== Record excerpts ==

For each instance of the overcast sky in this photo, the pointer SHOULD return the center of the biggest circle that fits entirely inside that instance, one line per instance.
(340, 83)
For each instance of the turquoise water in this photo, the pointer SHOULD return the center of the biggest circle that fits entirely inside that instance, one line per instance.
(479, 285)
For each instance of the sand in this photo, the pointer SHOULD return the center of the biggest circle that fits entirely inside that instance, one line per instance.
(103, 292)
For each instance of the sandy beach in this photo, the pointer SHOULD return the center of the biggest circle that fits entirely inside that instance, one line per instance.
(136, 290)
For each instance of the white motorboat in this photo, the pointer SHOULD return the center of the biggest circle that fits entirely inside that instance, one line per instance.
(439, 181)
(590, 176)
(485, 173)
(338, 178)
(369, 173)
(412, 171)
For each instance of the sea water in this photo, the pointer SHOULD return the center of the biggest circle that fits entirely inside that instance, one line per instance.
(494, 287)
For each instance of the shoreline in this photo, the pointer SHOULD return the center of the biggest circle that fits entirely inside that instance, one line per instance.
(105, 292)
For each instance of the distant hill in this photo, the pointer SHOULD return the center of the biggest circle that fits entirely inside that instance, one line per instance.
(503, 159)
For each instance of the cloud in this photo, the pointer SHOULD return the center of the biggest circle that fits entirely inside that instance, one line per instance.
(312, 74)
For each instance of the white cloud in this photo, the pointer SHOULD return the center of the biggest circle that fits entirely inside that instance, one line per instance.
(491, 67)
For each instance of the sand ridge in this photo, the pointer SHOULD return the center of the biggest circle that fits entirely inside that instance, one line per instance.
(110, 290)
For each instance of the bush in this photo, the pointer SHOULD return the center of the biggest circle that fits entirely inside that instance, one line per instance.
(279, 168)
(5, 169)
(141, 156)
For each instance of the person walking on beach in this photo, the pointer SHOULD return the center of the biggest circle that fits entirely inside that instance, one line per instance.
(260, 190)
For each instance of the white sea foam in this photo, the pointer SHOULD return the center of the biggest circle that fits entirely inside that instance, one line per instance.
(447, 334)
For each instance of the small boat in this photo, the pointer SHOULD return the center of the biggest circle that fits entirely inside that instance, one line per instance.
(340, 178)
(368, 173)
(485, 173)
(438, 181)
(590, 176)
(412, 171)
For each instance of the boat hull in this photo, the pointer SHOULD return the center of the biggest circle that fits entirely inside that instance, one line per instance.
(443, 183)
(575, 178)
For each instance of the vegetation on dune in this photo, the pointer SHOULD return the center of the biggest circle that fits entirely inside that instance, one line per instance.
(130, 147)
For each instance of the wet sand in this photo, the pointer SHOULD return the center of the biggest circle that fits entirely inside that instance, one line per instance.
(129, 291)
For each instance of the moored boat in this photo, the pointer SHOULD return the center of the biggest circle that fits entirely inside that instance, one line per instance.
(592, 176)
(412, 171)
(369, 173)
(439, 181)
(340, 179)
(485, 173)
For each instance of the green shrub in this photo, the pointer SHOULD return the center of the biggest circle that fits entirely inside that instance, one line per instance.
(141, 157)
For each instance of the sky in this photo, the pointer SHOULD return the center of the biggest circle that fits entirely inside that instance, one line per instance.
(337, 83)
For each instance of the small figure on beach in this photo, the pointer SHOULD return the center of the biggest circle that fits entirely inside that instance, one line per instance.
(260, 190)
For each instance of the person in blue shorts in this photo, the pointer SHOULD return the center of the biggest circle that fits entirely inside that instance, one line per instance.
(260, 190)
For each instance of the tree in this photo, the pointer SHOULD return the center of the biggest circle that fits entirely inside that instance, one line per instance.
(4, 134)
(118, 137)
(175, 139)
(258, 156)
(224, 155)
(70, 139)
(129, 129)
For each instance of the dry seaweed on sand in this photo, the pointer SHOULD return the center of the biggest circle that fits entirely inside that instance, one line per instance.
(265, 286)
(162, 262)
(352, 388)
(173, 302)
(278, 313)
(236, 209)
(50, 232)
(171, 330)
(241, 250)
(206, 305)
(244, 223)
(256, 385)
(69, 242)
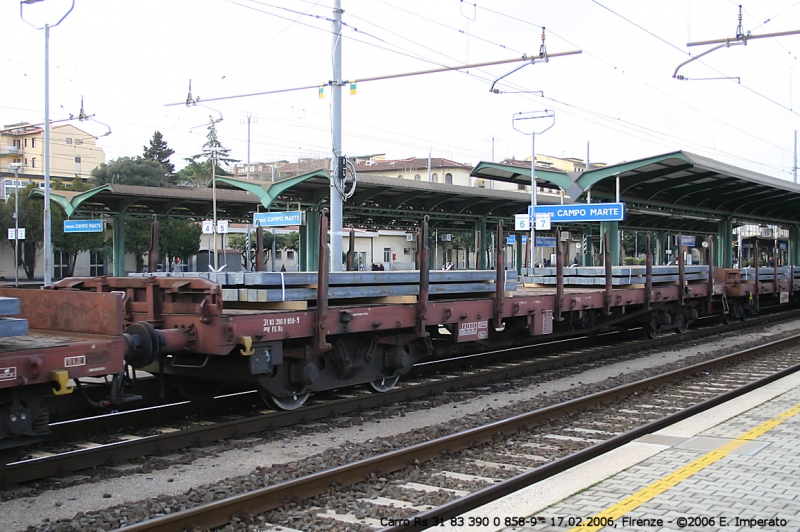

===

Exercise brief
State how many lines of the listing above contain the string "beach", matching case exactly. Reply with the number alone.

Finished exercise
3